Please quote the forum thread about jokes word for word, starting at "Harry, my comments" and ending at "made a decision.".

EXTRACT:
>>>
# Jokes on the forum



## Harold_V (Sep 13, 2010)

Speaking for administration and moderators; 

Recent events have proven that the posting of jokes can be troublesome in that someone, someplace, is generally the butt of the joke. That is well beyond the scope of the board's purpose, and has a tendency to drag down the value of the board. As a result, the ROTFLMA thread has been deleted, as will be any future posting of jokes, so please refrain from doing so. 

To clarify, we all expect that this board will remain one of high integrity. Those that enjoy posting with humor in their choice of words is perfectly acceptable. We are not trying to eliminate humor, just the telling of jokes. 

Harold


----------



## silversaddle1 (Sep 13, 2010)

Well I don't think that's right. Why do we always have to worry about "offending" someone? This is just more PC crap shoved down our throats. There was a time in our great country when we could joke about our differences and laugh it off. Man I miss those days. 

Harry, my comments are not directed at you, but at the forum in general.


----------



## Oz (Sep 13, 2010)

Before things get out of hand again with discussion and debate, I wish to point out Harold's first sentence “Speaking for administration and moderators”. I read this to say that the administration/owner of this forum and the moderators have discussed this issue and the administration/owner has made a decision.
<<<
MATERIAL SUPPLIED:
>>>
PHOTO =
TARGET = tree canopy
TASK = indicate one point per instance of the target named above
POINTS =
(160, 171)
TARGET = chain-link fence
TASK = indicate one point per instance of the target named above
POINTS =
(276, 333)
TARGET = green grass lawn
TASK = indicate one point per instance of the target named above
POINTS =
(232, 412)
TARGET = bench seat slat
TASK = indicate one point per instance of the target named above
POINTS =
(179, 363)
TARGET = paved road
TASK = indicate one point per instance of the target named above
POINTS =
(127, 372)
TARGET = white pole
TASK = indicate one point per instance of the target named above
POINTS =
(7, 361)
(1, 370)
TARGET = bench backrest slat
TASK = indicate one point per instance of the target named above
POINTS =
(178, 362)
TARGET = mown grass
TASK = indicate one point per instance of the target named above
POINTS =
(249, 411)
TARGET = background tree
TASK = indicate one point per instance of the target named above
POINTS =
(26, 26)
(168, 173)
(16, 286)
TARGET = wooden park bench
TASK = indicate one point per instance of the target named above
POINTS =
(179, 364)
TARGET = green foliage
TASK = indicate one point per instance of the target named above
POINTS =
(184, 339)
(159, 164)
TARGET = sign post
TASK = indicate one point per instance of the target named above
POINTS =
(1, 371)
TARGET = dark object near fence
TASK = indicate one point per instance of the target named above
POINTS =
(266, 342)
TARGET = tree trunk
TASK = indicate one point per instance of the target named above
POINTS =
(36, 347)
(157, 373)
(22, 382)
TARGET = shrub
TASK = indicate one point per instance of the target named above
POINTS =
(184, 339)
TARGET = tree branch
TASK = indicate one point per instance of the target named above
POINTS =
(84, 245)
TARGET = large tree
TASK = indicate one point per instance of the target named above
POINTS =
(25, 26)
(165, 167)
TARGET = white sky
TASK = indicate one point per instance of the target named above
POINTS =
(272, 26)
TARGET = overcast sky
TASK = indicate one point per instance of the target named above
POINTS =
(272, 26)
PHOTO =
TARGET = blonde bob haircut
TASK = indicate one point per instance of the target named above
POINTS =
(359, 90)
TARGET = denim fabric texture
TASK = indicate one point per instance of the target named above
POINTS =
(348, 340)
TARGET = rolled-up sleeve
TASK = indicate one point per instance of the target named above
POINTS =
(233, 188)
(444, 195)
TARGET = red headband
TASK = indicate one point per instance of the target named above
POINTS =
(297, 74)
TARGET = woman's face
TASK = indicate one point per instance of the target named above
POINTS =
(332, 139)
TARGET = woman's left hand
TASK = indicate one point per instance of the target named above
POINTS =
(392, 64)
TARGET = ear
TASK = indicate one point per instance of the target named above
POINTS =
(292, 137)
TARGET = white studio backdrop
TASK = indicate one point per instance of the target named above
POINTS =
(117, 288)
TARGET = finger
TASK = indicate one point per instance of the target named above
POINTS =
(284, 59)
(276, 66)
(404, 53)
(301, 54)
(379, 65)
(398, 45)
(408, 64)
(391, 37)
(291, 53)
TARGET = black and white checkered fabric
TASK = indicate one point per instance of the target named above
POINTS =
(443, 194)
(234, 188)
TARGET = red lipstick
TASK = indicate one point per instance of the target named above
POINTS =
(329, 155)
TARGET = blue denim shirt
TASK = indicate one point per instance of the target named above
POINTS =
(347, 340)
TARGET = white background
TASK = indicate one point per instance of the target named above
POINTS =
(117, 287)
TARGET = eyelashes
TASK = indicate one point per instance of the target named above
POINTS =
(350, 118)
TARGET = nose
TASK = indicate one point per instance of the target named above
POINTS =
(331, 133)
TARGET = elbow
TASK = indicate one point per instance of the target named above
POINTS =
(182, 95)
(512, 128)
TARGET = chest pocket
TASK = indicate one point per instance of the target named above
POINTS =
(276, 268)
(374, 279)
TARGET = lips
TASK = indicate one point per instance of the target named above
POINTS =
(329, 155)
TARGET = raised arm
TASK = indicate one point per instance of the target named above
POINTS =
<<<
PROBLEM SOLUTION:
Harry, my comments are not directed at you, but at the forum in general.


----------



## Oz (Sep 13, 2010)

Before things get out of hand again with discussion and debate, I wish to point out Harold's first sentence “Speaking for administration and moderators”. I read this to say that the administration/owner of this forum and the moderators have discussed this issue and the administration/owner has made a decision.